- [SET PROBLEM]
Can you switch "Outline every instance of" to "Trace each instance of" throughout the lines below and leave everything else unchanged?

[Rows from a dataset]
↓↓↓

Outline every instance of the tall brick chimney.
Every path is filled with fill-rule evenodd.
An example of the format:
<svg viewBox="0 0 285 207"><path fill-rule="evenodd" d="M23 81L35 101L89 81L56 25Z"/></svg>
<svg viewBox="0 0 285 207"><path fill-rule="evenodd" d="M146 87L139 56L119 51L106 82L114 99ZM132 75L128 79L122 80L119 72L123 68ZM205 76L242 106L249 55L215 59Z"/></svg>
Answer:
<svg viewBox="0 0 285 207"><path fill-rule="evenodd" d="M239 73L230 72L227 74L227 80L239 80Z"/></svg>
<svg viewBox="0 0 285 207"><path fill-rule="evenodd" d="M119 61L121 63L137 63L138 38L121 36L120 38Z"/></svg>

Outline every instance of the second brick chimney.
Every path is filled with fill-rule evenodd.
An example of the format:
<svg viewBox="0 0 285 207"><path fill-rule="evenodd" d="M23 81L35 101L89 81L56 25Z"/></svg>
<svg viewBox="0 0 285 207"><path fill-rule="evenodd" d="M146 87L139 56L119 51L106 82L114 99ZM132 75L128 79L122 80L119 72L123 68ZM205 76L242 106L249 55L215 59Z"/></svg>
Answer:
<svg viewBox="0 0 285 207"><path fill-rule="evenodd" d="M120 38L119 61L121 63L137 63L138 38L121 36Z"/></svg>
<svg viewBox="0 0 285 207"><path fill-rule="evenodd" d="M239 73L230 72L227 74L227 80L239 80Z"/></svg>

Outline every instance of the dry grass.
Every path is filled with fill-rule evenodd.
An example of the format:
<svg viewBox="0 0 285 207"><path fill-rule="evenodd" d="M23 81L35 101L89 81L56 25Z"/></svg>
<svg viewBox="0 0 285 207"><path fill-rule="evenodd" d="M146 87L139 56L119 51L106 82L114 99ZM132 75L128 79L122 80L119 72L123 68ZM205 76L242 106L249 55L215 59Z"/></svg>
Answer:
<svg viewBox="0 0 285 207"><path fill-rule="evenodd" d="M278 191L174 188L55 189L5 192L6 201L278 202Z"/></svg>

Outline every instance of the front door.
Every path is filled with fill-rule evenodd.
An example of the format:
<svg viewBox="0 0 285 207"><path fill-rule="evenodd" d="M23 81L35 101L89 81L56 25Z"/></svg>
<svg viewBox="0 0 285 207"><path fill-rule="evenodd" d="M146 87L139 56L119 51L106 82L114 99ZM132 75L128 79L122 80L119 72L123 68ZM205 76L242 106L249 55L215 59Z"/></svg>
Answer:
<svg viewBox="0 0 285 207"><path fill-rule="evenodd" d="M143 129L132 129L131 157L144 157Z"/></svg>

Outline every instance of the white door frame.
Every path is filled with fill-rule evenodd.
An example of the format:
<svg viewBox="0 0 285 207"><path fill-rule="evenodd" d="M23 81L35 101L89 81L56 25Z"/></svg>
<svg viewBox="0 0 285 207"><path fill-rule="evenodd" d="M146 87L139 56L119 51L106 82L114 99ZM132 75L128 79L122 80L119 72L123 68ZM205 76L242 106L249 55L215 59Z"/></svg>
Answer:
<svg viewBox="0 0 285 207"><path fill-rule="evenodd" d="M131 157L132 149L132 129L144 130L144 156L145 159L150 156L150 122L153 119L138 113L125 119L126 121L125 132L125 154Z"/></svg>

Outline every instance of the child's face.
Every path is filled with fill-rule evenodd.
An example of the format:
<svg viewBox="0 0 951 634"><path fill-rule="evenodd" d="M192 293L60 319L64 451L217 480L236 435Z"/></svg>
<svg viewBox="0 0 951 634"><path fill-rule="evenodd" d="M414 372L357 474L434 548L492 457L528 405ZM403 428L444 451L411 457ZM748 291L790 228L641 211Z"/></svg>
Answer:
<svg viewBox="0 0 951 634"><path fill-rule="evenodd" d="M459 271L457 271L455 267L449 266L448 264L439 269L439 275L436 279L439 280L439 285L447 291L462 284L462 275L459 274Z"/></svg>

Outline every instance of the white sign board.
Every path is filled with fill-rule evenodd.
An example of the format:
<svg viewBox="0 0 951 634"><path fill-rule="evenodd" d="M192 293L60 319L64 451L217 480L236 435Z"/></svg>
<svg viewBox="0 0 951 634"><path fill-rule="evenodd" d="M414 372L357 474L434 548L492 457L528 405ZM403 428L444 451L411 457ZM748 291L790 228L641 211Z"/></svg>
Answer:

↑↑↑

- [PROBLEM SOLUTION]
Trace each instance of the tall brick chimney.
Every path is filled with fill-rule evenodd.
An example of the format:
<svg viewBox="0 0 285 207"><path fill-rule="evenodd" d="M23 81L35 101L89 81L56 25Z"/></svg>
<svg viewBox="0 0 285 207"><path fill-rule="evenodd" d="M146 87L139 56L119 51L106 82L114 99ZM132 75L128 79L122 80L119 72L123 68ZM205 76L242 106L249 55L215 59Z"/></svg>
Answer:
<svg viewBox="0 0 285 207"><path fill-rule="evenodd" d="M239 73L230 72L227 74L227 80L239 80Z"/></svg>
<svg viewBox="0 0 285 207"><path fill-rule="evenodd" d="M119 61L121 63L137 63L138 38L121 36L120 38Z"/></svg>

Trace each instance of the second brick chimney.
Every path is filled with fill-rule evenodd.
An example of the format:
<svg viewBox="0 0 285 207"><path fill-rule="evenodd" d="M23 81L35 101L89 81L56 25Z"/></svg>
<svg viewBox="0 0 285 207"><path fill-rule="evenodd" d="M146 87L139 56L119 51L106 82L114 99ZM132 75L128 79L122 80L119 72L123 68ZM205 76L242 106L249 55L215 59Z"/></svg>
Answer:
<svg viewBox="0 0 285 207"><path fill-rule="evenodd" d="M120 38L119 61L121 63L137 63L138 38L121 36Z"/></svg>
<svg viewBox="0 0 285 207"><path fill-rule="evenodd" d="M239 73L230 72L227 74L227 80L239 80Z"/></svg>

Trace each instance of the dry grass.
Every path is filled with fill-rule evenodd.
An example of the format:
<svg viewBox="0 0 285 207"><path fill-rule="evenodd" d="M23 81L35 101L89 81L56 25Z"/></svg>
<svg viewBox="0 0 285 207"><path fill-rule="evenodd" d="M146 87L139 56L119 51L106 82L114 99ZM132 75L128 79L122 80L119 72L123 68ZM205 76L242 106L249 55L215 59Z"/></svg>
Answer:
<svg viewBox="0 0 285 207"><path fill-rule="evenodd" d="M278 191L174 188L55 189L5 192L6 201L278 202Z"/></svg>

Trace each instance of the front door.
Every path is filled with fill-rule evenodd.
An example of the format:
<svg viewBox="0 0 285 207"><path fill-rule="evenodd" d="M23 81L35 101L89 81L56 25Z"/></svg>
<svg viewBox="0 0 285 207"><path fill-rule="evenodd" d="M146 87L139 56L119 51L106 82L114 99ZM132 75L128 79L122 80L119 72L123 68ZM205 76L242 106L249 55L215 59Z"/></svg>
Answer:
<svg viewBox="0 0 285 207"><path fill-rule="evenodd" d="M143 129L132 129L131 157L144 157Z"/></svg>

Trace each instance of the white door frame.
Every path is filled with fill-rule evenodd.
An example of the format:
<svg viewBox="0 0 285 207"><path fill-rule="evenodd" d="M23 81L35 101L89 81L56 25Z"/></svg>
<svg viewBox="0 0 285 207"><path fill-rule="evenodd" d="M146 87L139 56L119 51L106 82L114 99ZM132 75L128 79L122 80L119 72L123 68ZM205 76L242 106L249 55L215 59Z"/></svg>
Answer:
<svg viewBox="0 0 285 207"><path fill-rule="evenodd" d="M131 157L132 149L132 129L144 130L144 156L145 159L150 156L150 122L153 119L138 113L125 119L126 121L125 132L125 154Z"/></svg>

Trace each instance of the child's face.
Every path is filled with fill-rule evenodd.
An example of the format:
<svg viewBox="0 0 951 634"><path fill-rule="evenodd" d="M192 293L60 319L64 451L217 480L236 435Z"/></svg>
<svg viewBox="0 0 951 634"><path fill-rule="evenodd" d="M414 372L357 474L434 548L492 457L528 405ZM403 428L444 451L411 457ZM748 291L790 228L641 211Z"/></svg>
Answer:
<svg viewBox="0 0 951 634"><path fill-rule="evenodd" d="M459 271L457 271L455 267L449 266L448 264L439 269L439 275L436 279L439 280L439 285L447 291L462 284L462 275L459 274Z"/></svg>

Trace each instance of the white sign board.
Every path is filled with fill-rule evenodd.
An example of the format:
<svg viewBox="0 0 951 634"><path fill-rule="evenodd" d="M192 293L60 319L64 451L217 480L236 435Z"/></svg>
<svg viewBox="0 0 951 634"><path fill-rule="evenodd" d="M414 372L357 474L434 548L492 457L528 405ZM403 428L444 451L411 457ZM748 291L790 228L641 211Z"/></svg>
Answer:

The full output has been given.